It consists in my rejoicing that another, whether from Jerusalem or Samaria, on the road to Damascus or at Athens, has come to faith in the Lord Jesus.... If I at any time meet up with someone that believes on the Lord Jesus, then the very fact of his faith and that, through his faith, he has become a child of God, member of the body of Christ, becomes the main thing and warms the very heart. To this I will give expression by emphasizing those things that unite us in faith, and not open up with reproach and criticism on those things that still divide us.... It goes without saying, however, that evangelical sense does not sacrifice truthfulness. Therefore, criticism will not be ruled out, but it will be colored by the Gospel (p. 13).
Do confessional Lutherans need to be reminded at times to rejoice that through the power of the gospel there are Christians outside of their church?
Koehler warns against making “the confessional writings, or even the writings of the fathers the effective norm,” thus replacing the Scriptures as the norma normans.
He also warns against “traditionalism”:
Traditionalism is the way of thinking where tradition, the form of teaching inherited from the fathers, is decisive. This way of thinking obtains not only among Catholics, where tradition often runs counter to Scripture, but also among Lutherans. This expression is not meant to describe the falsity of the tradition, but the tendency to trust human teachers and their interpretations rather than Scripture, immediately and without reservation (p. 15).
“The last trait, which accompanies all legalism,” Koehler writes, is “self-righteousness,” as seen in those who set up standards which are not based on “the word of God, nor yet his law, rather the scruples of conscience of him who makes the demands” (p. 23).
To set up the own conscience as the standard for others takes more than a measure of conceit, even if excessive mouthings of humility occasionally flow in an unending stream. So it was with the Pharisees; so it was with all legalistic utterances in the Roman church; so it was with Calvinism and its friends; so it was with the Lutheran pietists of old. So it is with the sectarians. So it is developing within the Lutheran church in our midst even today (p. 23).
Strong words! To bind people's consciences to anything beyond the clear teachings of the Scriptures and Confessions is legalism.
When Koehler talks about setting up one's “own conscience as the standard for others,” he reminds me of what our sainted Arizona-California District president, E. Arnold Sitz,
used to say: “Legalists are always choosy.” They set up their own rules for the game. They don't understand or they simply ignore two things, the first being what the Scriptures teach about adiaphora.

Records shown:
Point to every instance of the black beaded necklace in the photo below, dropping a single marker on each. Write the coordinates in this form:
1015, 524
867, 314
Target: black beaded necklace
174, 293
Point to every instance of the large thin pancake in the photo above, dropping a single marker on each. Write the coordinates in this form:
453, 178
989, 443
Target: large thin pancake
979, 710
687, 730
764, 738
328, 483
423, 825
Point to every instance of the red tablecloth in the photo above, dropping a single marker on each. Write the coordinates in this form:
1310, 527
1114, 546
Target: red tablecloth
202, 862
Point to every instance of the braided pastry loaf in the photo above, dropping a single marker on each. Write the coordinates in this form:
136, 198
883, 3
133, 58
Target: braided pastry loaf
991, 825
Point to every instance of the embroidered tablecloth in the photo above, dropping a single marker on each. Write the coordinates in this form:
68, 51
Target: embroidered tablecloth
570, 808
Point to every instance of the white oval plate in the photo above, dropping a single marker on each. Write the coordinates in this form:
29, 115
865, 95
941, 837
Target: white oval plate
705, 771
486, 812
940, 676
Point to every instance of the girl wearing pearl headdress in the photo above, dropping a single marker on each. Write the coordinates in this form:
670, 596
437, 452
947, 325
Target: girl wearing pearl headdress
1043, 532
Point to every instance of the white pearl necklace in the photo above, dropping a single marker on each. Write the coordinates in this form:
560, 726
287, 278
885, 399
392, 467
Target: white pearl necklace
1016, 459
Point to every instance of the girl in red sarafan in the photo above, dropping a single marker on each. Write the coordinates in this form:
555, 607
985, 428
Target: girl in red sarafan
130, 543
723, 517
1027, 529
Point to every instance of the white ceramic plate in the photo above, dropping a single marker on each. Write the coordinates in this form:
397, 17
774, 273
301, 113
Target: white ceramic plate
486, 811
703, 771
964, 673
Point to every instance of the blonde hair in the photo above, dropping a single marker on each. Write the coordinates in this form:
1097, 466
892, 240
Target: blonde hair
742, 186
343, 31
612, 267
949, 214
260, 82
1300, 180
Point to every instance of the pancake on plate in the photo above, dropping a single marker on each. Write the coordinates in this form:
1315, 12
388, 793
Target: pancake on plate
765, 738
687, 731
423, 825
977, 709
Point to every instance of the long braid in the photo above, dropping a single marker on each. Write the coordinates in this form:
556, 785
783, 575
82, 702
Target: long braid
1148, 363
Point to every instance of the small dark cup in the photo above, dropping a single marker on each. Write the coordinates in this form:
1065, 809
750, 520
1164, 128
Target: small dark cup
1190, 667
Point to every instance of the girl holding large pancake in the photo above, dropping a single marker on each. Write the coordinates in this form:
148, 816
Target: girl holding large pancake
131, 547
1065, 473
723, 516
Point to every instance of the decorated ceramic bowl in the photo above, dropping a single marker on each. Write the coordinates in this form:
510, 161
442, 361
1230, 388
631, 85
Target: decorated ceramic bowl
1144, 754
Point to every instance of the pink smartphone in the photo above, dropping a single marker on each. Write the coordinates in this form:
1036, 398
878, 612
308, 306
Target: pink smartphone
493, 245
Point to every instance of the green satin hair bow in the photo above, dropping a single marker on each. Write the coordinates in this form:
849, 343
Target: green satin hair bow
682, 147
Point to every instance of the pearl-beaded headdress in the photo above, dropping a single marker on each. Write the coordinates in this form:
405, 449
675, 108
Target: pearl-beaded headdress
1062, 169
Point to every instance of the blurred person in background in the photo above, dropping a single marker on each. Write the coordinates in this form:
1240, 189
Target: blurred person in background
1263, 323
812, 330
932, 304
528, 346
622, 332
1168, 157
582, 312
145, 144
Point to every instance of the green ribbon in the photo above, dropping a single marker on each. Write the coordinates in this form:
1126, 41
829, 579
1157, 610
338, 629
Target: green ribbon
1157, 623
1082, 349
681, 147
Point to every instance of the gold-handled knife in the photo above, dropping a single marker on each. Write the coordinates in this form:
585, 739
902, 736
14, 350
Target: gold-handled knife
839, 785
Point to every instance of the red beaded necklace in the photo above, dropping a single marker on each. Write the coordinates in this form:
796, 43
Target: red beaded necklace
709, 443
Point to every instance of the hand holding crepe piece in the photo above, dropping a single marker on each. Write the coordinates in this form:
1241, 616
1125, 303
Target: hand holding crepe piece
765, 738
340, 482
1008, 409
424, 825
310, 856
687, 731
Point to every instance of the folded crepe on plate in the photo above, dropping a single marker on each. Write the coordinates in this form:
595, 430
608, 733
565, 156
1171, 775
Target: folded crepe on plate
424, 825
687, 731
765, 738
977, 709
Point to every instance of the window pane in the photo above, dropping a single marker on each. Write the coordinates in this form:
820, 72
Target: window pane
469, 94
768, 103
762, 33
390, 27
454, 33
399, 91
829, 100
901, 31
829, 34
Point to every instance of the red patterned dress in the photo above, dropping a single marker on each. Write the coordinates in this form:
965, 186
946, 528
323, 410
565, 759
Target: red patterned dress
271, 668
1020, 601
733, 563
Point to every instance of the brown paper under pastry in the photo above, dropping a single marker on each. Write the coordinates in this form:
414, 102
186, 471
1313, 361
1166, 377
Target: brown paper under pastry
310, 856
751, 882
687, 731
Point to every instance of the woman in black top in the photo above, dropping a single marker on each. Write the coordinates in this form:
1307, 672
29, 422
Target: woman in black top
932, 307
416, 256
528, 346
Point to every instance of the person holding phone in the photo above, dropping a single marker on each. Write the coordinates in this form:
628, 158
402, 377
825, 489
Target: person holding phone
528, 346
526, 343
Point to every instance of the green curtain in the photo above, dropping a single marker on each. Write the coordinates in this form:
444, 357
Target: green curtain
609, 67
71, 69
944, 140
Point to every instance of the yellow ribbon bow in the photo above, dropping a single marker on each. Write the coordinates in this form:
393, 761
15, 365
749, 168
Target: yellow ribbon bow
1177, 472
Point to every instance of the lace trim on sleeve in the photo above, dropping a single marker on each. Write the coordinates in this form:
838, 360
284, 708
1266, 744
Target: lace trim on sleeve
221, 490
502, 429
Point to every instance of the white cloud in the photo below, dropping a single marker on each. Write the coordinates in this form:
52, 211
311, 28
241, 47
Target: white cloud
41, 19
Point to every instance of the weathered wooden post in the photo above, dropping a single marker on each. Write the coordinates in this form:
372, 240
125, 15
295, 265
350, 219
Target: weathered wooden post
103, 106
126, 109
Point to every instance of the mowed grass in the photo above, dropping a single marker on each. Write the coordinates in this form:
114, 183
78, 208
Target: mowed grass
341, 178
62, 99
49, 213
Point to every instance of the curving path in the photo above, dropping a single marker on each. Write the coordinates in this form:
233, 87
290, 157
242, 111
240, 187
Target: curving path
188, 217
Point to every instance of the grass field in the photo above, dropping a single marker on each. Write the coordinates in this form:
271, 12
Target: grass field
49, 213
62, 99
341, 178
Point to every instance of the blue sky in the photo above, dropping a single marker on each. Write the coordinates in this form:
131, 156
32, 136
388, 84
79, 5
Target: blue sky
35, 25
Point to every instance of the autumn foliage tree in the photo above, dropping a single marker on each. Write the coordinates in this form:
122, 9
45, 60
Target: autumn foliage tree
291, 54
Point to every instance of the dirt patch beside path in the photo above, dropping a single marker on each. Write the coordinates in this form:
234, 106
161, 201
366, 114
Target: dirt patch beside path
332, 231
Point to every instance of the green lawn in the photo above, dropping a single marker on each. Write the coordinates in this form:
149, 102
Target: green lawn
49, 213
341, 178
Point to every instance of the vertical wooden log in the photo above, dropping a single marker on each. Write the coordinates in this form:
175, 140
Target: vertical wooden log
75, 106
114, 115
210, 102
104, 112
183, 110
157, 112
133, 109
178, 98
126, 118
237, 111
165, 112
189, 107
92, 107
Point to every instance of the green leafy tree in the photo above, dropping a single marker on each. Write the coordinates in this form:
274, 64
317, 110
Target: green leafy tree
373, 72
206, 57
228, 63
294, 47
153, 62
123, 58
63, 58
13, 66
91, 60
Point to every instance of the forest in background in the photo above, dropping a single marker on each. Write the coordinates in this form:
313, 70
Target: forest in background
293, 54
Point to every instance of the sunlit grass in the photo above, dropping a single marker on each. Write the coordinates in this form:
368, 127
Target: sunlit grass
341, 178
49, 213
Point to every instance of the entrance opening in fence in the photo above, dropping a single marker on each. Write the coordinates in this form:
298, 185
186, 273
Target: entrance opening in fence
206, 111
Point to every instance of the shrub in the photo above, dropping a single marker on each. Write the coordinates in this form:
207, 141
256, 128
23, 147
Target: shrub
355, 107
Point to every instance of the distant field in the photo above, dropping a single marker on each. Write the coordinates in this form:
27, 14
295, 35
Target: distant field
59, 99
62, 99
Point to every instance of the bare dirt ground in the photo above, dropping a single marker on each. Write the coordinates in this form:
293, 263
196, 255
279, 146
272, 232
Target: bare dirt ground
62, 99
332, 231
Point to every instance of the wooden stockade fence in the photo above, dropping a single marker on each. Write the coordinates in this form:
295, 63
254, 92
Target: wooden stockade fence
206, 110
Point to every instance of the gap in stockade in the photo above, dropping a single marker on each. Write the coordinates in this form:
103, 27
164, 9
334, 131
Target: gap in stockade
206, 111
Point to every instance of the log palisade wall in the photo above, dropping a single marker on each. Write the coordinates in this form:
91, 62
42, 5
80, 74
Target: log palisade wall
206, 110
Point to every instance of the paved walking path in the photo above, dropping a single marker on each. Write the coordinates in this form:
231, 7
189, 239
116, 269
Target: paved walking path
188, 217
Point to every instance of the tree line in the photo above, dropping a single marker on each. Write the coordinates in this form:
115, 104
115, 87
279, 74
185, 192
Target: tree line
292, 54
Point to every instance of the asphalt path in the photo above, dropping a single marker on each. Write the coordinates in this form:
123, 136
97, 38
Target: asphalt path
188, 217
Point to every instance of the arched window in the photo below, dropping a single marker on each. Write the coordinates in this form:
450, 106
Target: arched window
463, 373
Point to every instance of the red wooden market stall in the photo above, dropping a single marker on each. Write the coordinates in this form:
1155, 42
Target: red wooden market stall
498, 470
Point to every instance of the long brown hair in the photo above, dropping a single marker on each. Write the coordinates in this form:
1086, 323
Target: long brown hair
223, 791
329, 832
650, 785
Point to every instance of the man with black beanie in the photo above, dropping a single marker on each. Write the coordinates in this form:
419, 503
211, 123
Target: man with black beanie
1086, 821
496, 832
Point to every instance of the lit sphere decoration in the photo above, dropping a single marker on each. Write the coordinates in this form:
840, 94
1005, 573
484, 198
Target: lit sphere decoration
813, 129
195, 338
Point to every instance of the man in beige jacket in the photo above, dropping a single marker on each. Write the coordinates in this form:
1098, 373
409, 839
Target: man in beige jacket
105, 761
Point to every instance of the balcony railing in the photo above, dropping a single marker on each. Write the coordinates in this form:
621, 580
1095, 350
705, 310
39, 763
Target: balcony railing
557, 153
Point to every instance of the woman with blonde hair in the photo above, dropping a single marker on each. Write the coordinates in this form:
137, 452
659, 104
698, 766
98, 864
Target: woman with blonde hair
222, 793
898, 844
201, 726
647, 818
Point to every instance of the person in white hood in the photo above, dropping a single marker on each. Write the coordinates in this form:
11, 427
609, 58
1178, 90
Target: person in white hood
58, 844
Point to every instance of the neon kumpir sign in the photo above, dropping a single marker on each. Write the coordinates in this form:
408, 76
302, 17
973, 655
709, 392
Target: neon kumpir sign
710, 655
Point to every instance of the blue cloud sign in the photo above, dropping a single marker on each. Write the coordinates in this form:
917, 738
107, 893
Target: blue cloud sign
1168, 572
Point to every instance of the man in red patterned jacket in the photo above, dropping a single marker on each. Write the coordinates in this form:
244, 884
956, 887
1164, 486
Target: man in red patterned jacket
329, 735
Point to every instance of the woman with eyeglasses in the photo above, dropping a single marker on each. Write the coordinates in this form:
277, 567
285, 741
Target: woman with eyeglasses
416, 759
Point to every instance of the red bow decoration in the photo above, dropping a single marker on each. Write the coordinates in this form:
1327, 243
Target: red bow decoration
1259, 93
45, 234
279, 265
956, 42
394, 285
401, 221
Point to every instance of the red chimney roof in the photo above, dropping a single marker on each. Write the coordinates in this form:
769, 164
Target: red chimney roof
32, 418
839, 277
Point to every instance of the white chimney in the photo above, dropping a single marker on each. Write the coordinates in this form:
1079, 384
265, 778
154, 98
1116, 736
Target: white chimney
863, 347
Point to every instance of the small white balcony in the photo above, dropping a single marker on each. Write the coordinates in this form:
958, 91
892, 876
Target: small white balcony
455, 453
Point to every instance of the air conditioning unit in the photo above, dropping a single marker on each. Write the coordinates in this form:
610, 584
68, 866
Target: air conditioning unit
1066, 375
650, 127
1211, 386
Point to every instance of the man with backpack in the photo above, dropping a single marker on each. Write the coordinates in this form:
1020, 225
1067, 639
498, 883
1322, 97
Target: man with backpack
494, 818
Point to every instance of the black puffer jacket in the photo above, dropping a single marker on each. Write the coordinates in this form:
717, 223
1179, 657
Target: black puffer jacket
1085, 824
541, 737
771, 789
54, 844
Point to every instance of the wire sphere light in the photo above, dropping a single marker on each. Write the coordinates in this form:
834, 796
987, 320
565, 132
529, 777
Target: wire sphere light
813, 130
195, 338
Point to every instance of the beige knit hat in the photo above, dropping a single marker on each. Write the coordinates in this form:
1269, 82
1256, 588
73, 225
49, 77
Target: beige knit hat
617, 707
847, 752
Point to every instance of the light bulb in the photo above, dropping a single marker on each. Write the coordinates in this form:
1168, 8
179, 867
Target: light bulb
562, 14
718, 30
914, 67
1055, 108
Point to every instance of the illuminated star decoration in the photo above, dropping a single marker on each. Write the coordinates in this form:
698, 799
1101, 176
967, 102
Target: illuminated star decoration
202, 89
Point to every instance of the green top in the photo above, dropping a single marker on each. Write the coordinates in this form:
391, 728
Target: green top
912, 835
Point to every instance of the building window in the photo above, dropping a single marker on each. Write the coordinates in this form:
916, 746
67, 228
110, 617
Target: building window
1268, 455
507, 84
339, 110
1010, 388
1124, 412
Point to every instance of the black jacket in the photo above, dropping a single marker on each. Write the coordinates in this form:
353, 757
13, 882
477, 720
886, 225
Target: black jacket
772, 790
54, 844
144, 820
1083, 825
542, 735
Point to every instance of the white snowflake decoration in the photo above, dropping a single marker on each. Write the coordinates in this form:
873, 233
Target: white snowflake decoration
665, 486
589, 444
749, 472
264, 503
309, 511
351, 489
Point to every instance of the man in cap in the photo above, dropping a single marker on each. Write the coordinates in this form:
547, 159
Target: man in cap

Tasks and exercises:
1. Sum up the Koehler passage in two sentences.
2. For each statement, say yes or no to whether it agrees with the Koehler passage, and quote the words that decide it.
(a) Koehler holds that evangelical sense sacrifices truthfulness.
(b) Koehler says traditionalism is found among Lutherans as well as Catholics.
(c) E. Arnold Sitz was president of the Arizona-California District.
3. Pick up the Koehler passage after its final sentence and carry it forward.

Results for each task:
1. The Koehler passage quotes Koehler urging believers to rejoice when others come to faith in the Lord Jesus and to stress what unites them, while still allowing criticism that is "colored by the Gospel." It also gives his warnings against making the confessional writings the effective norm, against traditionalism, and against the self-righteousness of legalists who set up their own conscience as the standard for others.

2.
(a) No: "It goes without saying, however, that evangelical sense does not sacrifice truthfulness."
(b) Yes: "This way of thinking obtains not only among Catholics, where tradition often runs counter to Scripture, but also among Lutherans."
(c) Yes: "our sainted Arizona-California District president, E. Arnold Sitz"

3.
As we all undoubtedly know, adiaphora (from a Greek word that means, “It makes no difference”) are actions or practices which are neither commanded nor forbidden by Scripture. That covers a lot of ground. Confessional Lutherans aren't bound by a rabbinical code or a book of canon law that tells us exactly what to do in every situation. Our Lord in his Word treats New Testament Christians as adults, giving us a huge amount of latitude. Instead of telling us precisely what
to eat and drink, as he told believers in Old Testament times, the Lord simply counsels us, “Whether you eat or drink or whatever you do, do it all for the glory of God” (1 Cor 10:31).
Instead of telling us precisely how
to worship him, as he instructed believers under the Old Covenant, our Lord simply tells us to worship him.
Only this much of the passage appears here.